— Ни на мгновенье не ощущалось в нем никакого самодовольства… Он вообще не был убежден в отличие от нас, что в его построениях есть нечто окончательное. Он говорил: «Нет, вам не следует так думать. Это лишь грубый подход к реальности. Тут слишком много приблизительного. И с философской точки зрения не все в порядке». И он высказал множество мыслей о необходимости совсем новых представлений — мыслей, которые прояснились для меня только позднее…
Словом, Бор не стал играть предложенную ему роль всеведущего авторитета. В первые же часы знакомства он покорил берлинцев мягкой иронией в самооценке:
— Знаете ли, я ведь дилетант. Когда другие начинают непомерно усложнять аппарат теории, я перестаю понимать что бы то ни было… С грехом пополам я умею разве что думать.

▶ Задачи для решения
1) Определите, соответствуют ли отрывку о Боре три утверждения: (а) Бор считал свои построения окончательными; (б) Бор назвал себя дилетантом; (в) Бор покорил берлинцев в первые часы знакомства. Для каждого ответьте «да» или «нет» и приведите решающие слова отрывка дословно.
2) Найдите в записях все строки, где встречается слово «distant», и выпишите их. Регистр букв учитывается.
Записи не имеют никакого отношения к отрывку.

▶ Исходные записи
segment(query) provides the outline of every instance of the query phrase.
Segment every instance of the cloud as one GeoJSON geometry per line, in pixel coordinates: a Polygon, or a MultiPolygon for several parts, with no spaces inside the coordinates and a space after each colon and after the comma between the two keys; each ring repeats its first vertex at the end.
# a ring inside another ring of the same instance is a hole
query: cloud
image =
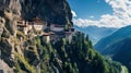
{"type": "Polygon", "coordinates": [[[114,14],[102,15],[99,20],[73,19],[75,25],[85,27],[95,25],[98,27],[123,27],[131,25],[130,0],[105,0],[114,10],[114,14]]]}
{"type": "Polygon", "coordinates": [[[71,10],[71,13],[72,13],[73,17],[76,17],[76,13],[73,10],[71,10]]]}

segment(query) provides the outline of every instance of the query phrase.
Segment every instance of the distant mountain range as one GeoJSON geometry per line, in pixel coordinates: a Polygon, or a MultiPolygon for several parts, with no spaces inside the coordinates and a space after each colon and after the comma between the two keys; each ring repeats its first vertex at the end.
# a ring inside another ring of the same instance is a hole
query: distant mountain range
{"type": "Polygon", "coordinates": [[[104,56],[126,65],[131,73],[131,25],[100,39],[95,48],[104,56]]]}
{"type": "Polygon", "coordinates": [[[85,35],[90,36],[93,45],[95,45],[100,38],[111,35],[117,28],[112,27],[97,27],[97,26],[87,26],[79,27],[74,26],[75,29],[83,32],[85,35]]]}
{"type": "Polygon", "coordinates": [[[110,56],[114,61],[126,65],[131,73],[131,38],[126,38],[106,48],[103,54],[110,56]]]}
{"type": "MultiPolygon", "coordinates": [[[[112,35],[107,36],[103,39],[100,39],[96,45],[95,48],[99,52],[104,52],[107,48],[109,48],[111,45],[116,44],[117,41],[123,40],[126,38],[131,37],[131,25],[122,27],[115,32],[112,35]]],[[[111,50],[112,51],[112,50],[111,50]]]]}

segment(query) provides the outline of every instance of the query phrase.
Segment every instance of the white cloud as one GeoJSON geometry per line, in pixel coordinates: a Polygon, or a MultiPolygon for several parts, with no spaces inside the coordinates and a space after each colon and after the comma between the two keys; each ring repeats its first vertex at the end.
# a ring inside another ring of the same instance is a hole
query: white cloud
{"type": "Polygon", "coordinates": [[[71,10],[71,13],[72,13],[73,17],[76,17],[76,13],[73,10],[71,10]]]}
{"type": "Polygon", "coordinates": [[[131,1],[130,0],[105,0],[114,10],[114,14],[102,15],[98,21],[73,19],[78,26],[95,25],[99,27],[122,27],[131,25],[131,1]]]}

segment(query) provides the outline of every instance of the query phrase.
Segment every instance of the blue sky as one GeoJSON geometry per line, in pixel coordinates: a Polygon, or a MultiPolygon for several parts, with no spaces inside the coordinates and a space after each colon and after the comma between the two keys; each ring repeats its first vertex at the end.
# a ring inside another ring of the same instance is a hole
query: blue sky
{"type": "Polygon", "coordinates": [[[120,28],[131,25],[131,0],[68,0],[80,27],[120,28]]]}
{"type": "Polygon", "coordinates": [[[81,19],[97,20],[103,14],[112,14],[111,7],[105,0],[68,0],[68,2],[81,19]]]}

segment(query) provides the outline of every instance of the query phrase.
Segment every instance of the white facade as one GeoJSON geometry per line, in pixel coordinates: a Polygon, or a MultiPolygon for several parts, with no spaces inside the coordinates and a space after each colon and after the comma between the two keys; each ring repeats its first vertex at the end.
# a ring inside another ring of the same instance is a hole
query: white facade
{"type": "Polygon", "coordinates": [[[56,25],[50,25],[50,31],[52,32],[62,32],[64,29],[64,27],[59,27],[59,26],[56,26],[56,25]]]}

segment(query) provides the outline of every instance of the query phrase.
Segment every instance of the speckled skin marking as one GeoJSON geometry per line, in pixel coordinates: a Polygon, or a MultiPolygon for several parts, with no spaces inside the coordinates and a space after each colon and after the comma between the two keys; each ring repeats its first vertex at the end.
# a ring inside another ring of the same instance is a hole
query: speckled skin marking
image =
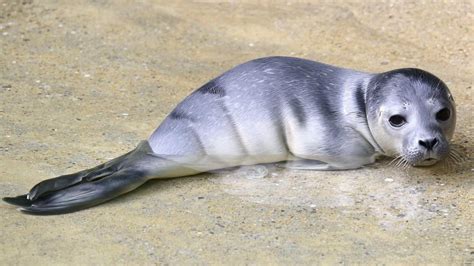
{"type": "Polygon", "coordinates": [[[446,85],[420,69],[369,74],[260,58],[194,91],[134,151],[5,200],[56,214],[100,204],[148,179],[238,165],[288,161],[290,168],[342,170],[380,155],[432,164],[448,156],[455,121],[446,85]],[[442,111],[449,113],[443,121],[442,111]],[[389,122],[396,115],[403,125],[389,122]]]}

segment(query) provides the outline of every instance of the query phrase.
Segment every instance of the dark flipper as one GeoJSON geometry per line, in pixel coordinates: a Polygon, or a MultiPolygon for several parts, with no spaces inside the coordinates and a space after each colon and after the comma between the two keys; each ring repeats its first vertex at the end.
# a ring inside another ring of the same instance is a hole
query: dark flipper
{"type": "Polygon", "coordinates": [[[144,141],[133,151],[95,168],[35,185],[27,195],[3,200],[31,214],[60,214],[98,205],[132,191],[150,176],[156,157],[144,141]]]}

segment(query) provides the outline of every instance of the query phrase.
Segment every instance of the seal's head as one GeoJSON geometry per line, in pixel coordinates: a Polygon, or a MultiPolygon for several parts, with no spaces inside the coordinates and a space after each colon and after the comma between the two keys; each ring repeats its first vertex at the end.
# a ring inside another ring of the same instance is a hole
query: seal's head
{"type": "Polygon", "coordinates": [[[375,75],[366,102],[370,130],[385,155],[407,165],[449,156],[456,109],[448,87],[433,74],[405,68],[375,75]]]}

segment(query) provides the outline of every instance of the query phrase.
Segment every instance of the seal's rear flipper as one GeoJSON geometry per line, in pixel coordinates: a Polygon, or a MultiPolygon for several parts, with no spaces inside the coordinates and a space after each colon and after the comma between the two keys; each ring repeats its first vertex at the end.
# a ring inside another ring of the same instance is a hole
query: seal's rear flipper
{"type": "MultiPolygon", "coordinates": [[[[150,167],[163,161],[150,156],[147,141],[116,159],[75,174],[44,180],[26,195],[3,200],[31,214],[60,214],[103,203],[145,183],[150,167]]],[[[156,166],[153,166],[156,167],[156,166]]]]}
{"type": "Polygon", "coordinates": [[[26,195],[3,200],[20,206],[20,210],[26,213],[61,214],[111,200],[134,190],[146,181],[142,172],[124,170],[97,181],[81,182],[61,190],[48,192],[34,200],[27,199],[26,195]]]}

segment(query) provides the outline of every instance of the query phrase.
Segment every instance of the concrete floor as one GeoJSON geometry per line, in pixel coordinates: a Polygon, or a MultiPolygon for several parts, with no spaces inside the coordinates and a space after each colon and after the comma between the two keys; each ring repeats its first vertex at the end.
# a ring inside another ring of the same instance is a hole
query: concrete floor
{"type": "Polygon", "coordinates": [[[0,264],[472,265],[473,6],[420,2],[0,2],[2,197],[134,148],[194,88],[268,55],[435,73],[468,158],[203,174],[61,216],[0,204],[0,264]]]}

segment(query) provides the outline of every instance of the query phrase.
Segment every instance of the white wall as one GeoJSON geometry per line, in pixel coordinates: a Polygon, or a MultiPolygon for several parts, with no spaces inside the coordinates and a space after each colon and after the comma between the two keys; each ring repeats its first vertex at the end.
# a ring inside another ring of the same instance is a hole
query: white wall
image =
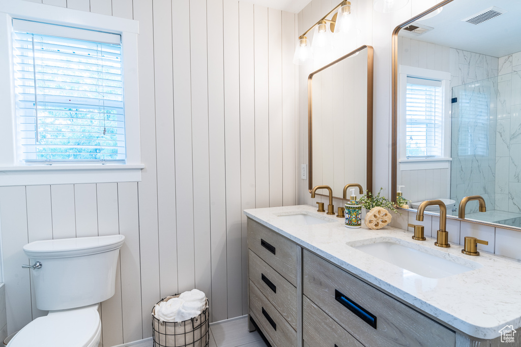
{"type": "Polygon", "coordinates": [[[9,332],[45,314],[20,265],[24,244],[51,238],[126,236],[105,346],[151,336],[153,304],[194,287],[214,322],[246,313],[242,210],[300,193],[296,15],[238,0],[43,2],[139,21],[146,168],[139,184],[0,187],[9,332]]]}

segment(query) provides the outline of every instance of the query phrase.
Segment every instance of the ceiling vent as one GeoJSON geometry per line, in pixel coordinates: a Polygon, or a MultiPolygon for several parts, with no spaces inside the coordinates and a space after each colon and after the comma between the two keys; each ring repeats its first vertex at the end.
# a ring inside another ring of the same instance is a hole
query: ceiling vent
{"type": "Polygon", "coordinates": [[[416,36],[419,36],[420,35],[425,34],[428,31],[430,31],[433,29],[433,28],[431,28],[430,27],[415,22],[414,23],[410,24],[409,26],[404,28],[403,30],[407,30],[416,36]]]}
{"type": "Polygon", "coordinates": [[[467,23],[477,25],[478,24],[481,24],[483,22],[486,22],[487,20],[494,18],[505,13],[506,13],[506,11],[502,10],[501,8],[498,8],[495,6],[493,6],[471,16],[468,18],[465,18],[462,21],[467,22],[467,23]]]}

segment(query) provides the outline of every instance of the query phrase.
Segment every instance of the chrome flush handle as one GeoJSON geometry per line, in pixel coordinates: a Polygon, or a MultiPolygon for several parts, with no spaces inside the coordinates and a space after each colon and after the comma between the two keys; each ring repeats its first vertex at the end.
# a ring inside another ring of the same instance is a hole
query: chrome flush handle
{"type": "Polygon", "coordinates": [[[22,265],[22,268],[32,268],[33,270],[35,268],[41,268],[41,267],[42,267],[42,263],[40,263],[40,262],[36,262],[36,263],[34,263],[34,265],[22,265]]]}

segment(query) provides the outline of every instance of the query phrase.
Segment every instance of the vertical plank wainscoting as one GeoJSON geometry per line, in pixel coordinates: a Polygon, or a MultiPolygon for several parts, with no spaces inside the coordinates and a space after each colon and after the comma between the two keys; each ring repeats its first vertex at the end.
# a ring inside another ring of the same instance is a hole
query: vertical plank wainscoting
{"type": "Polygon", "coordinates": [[[42,2],[139,21],[145,168],[139,183],[0,187],[8,332],[47,314],[20,266],[23,245],[66,237],[126,237],[101,345],[152,336],[153,305],[194,287],[213,322],[246,313],[242,210],[294,204],[300,192],[296,15],[238,0],[27,5],[42,2]]]}

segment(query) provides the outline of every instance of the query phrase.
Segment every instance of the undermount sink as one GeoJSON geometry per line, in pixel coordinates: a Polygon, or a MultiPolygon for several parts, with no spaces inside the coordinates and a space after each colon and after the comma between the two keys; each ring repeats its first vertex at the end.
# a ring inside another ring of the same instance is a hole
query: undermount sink
{"type": "Polygon", "coordinates": [[[306,213],[294,213],[277,216],[279,219],[286,223],[290,223],[296,225],[312,225],[313,224],[322,224],[330,223],[333,221],[328,219],[317,218],[306,213]]]}
{"type": "MultiPolygon", "coordinates": [[[[464,265],[449,260],[415,249],[404,245],[389,241],[355,246],[348,242],[356,249],[384,260],[403,269],[430,278],[443,278],[453,275],[470,271],[481,267],[478,263],[468,261],[464,265]]],[[[448,258],[456,257],[446,253],[448,258]]],[[[462,262],[466,260],[461,260],[462,262]]]]}

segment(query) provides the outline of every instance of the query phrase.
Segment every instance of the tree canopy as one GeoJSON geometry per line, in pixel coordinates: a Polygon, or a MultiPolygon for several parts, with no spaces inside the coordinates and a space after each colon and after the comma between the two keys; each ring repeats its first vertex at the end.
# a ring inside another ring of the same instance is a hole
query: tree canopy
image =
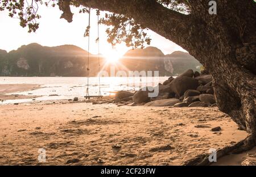
{"type": "MultiPolygon", "coordinates": [[[[9,15],[10,17],[18,18],[19,19],[20,26],[23,28],[27,27],[28,32],[34,32],[39,27],[39,19],[41,15],[38,14],[38,11],[40,6],[45,5],[52,7],[59,6],[60,10],[64,12],[61,18],[71,22],[73,14],[71,12],[70,6],[80,8],[80,13],[88,13],[89,8],[91,6],[94,7],[92,1],[82,1],[84,3],[85,2],[85,4],[81,3],[81,1],[76,0],[3,0],[0,1],[0,11],[8,10],[9,11],[9,15]]],[[[166,9],[181,13],[190,12],[191,7],[188,0],[149,1],[151,1],[151,3],[152,1],[154,1],[155,3],[161,5],[166,9]]],[[[97,9],[96,15],[100,15],[100,9],[97,9]]],[[[135,20],[129,14],[106,12],[104,15],[102,15],[100,23],[109,26],[106,31],[108,36],[108,41],[113,45],[125,42],[127,47],[143,48],[145,43],[148,45],[150,44],[151,39],[147,35],[147,30],[148,28],[135,20]]],[[[85,36],[88,35],[89,28],[88,26],[85,30],[85,36]]]]}

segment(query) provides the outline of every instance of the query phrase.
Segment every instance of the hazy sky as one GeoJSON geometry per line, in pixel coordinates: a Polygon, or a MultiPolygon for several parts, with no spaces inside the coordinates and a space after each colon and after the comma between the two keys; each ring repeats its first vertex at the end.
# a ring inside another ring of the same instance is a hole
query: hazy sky
{"type": "MultiPolygon", "coordinates": [[[[64,44],[72,44],[87,50],[87,38],[84,37],[84,33],[88,26],[88,15],[79,14],[78,9],[72,8],[75,14],[73,22],[68,23],[60,19],[61,11],[57,6],[55,8],[45,6],[39,7],[39,28],[35,33],[29,33],[27,28],[19,26],[19,19],[8,16],[8,12],[0,11],[0,49],[9,52],[16,49],[22,45],[37,43],[44,46],[57,46],[64,44]]],[[[101,12],[102,15],[104,13],[101,12]]],[[[91,15],[90,50],[93,54],[97,53],[97,16],[95,11],[91,15]]],[[[124,54],[129,48],[125,44],[118,45],[113,49],[106,41],[106,27],[100,27],[100,53],[105,55],[117,55],[124,54]]],[[[175,50],[185,51],[180,47],[167,40],[152,31],[148,31],[152,39],[151,46],[159,48],[164,54],[169,54],[175,50]]]]}

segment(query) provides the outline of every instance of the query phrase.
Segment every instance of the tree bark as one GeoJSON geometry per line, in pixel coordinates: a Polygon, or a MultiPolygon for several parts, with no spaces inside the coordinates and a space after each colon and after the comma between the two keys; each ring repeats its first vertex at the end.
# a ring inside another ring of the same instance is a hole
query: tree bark
{"type": "Polygon", "coordinates": [[[243,141],[243,145],[255,145],[256,4],[253,1],[216,1],[217,15],[209,14],[209,1],[203,0],[189,1],[192,7],[189,15],[168,9],[154,0],[77,1],[133,18],[189,52],[212,75],[218,107],[249,134],[246,139],[249,140],[243,141]]]}

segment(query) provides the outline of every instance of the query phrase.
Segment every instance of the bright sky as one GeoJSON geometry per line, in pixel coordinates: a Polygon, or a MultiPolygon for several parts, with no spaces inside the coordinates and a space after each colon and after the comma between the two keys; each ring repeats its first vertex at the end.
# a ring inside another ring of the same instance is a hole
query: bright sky
{"type": "MultiPolygon", "coordinates": [[[[9,52],[17,49],[22,45],[37,43],[43,46],[53,47],[64,44],[75,45],[87,50],[87,38],[84,33],[88,23],[87,14],[79,14],[79,9],[72,7],[75,14],[73,22],[68,23],[60,19],[61,11],[57,6],[53,8],[45,6],[39,7],[39,14],[42,16],[39,20],[39,28],[35,33],[29,33],[27,28],[19,26],[18,19],[11,18],[8,12],[0,11],[0,49],[9,52]]],[[[102,15],[105,13],[101,12],[102,15]]],[[[97,15],[95,11],[91,15],[90,50],[90,52],[97,54],[97,15]]],[[[114,49],[106,41],[105,33],[106,27],[101,26],[100,31],[100,53],[105,56],[113,56],[115,53],[122,56],[130,48],[124,44],[117,45],[114,49]]],[[[170,54],[176,50],[184,50],[174,43],[167,40],[156,33],[150,31],[148,33],[152,39],[151,46],[158,48],[164,54],[170,54]]]]}

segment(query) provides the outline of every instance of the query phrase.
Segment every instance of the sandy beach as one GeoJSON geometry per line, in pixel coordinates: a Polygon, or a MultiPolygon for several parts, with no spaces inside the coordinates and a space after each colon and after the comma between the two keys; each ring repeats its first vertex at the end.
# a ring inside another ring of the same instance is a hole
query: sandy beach
{"type": "Polygon", "coordinates": [[[5,105],[0,112],[1,165],[178,165],[246,136],[217,108],[63,101],[5,105]],[[222,130],[211,132],[217,126],[222,130]],[[39,148],[46,150],[43,164],[39,148]]]}
{"type": "Polygon", "coordinates": [[[23,95],[7,94],[33,90],[40,88],[40,85],[36,84],[0,84],[0,101],[5,100],[35,98],[35,95],[23,95]]]}
{"type": "MultiPolygon", "coordinates": [[[[39,86],[1,85],[1,91],[39,86]]],[[[118,106],[95,101],[0,106],[0,165],[179,165],[247,136],[217,107],[118,106]],[[211,130],[218,126],[221,131],[211,130]],[[46,162],[38,160],[41,148],[46,162]]],[[[240,165],[247,153],[255,157],[255,150],[228,155],[213,165],[240,165]]]]}

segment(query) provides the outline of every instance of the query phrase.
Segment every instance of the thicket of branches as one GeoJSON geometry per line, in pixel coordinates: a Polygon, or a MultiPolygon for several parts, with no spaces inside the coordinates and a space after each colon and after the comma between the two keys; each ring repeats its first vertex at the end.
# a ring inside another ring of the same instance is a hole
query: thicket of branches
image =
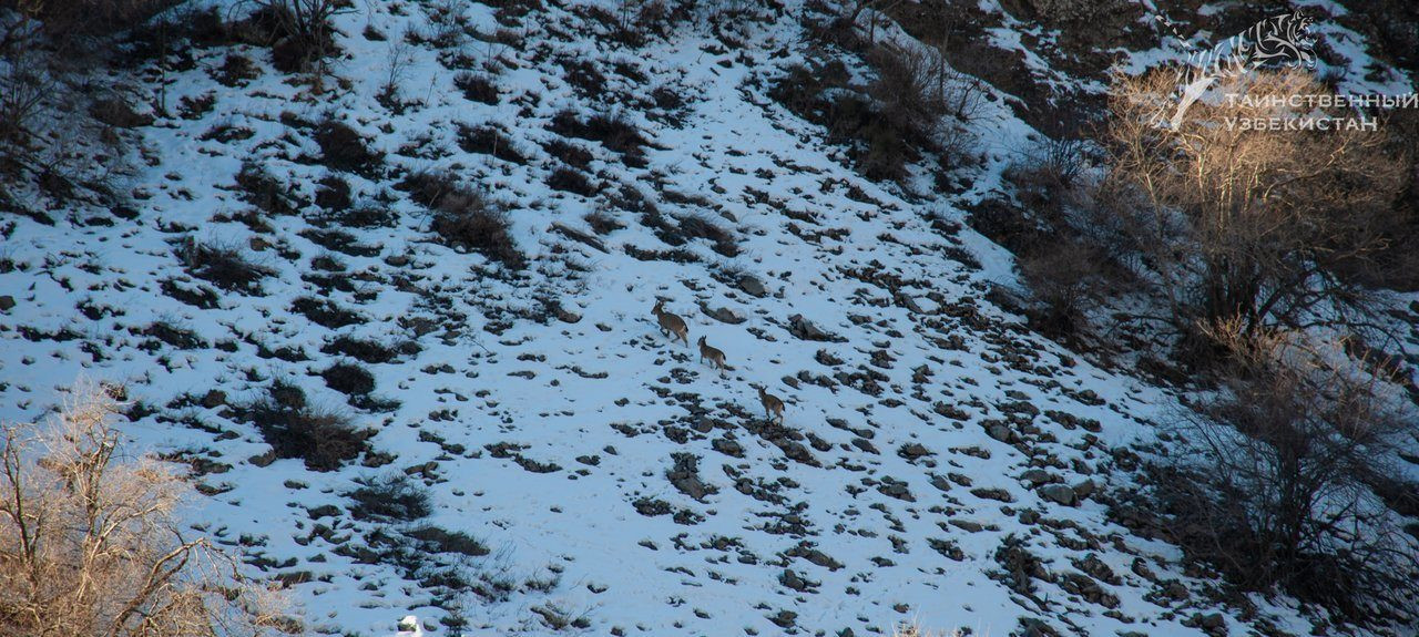
{"type": "MultiPolygon", "coordinates": [[[[1179,131],[1158,128],[1171,74],[1115,85],[1100,187],[1114,248],[1135,253],[1181,332],[1239,322],[1305,328],[1361,321],[1365,287],[1403,220],[1399,162],[1381,131],[1254,131],[1229,122],[1308,115],[1266,98],[1324,94],[1311,75],[1260,72],[1199,101],[1179,131]]],[[[1327,113],[1341,115],[1341,113],[1327,113]]]]}
{"type": "Polygon", "coordinates": [[[1220,393],[1182,411],[1178,462],[1159,481],[1169,529],[1188,555],[1243,590],[1287,592],[1354,620],[1413,611],[1415,541],[1375,492],[1412,410],[1342,348],[1240,326],[1220,393]]]}
{"type": "Polygon", "coordinates": [[[50,423],[0,426],[0,634],[291,631],[274,592],[179,525],[189,487],[156,461],[125,455],[114,406],[81,387],[50,423]]]}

▶ Ответы к задачам
1)
(а) Нет: «Он вообще не был убежден в отличие от нас, что в его построениях есть нечто окончательное».
(б) Да: «Знаете ли, я ведь дилетант».
(в) Да: «В первые же часы знакомства он покорил берлинцев мягкой иронией в самооценке».

2)
Segment every instance of the distant mountain range as one GeoJSON geometry per line, in pixel coordinates: a Polygon, or a MultiPolygon for several parts, with no spaces inside the coordinates and a space after each colon and after the comma between the two keys; each ring repeats its first vertex at the end.
query: distant mountain range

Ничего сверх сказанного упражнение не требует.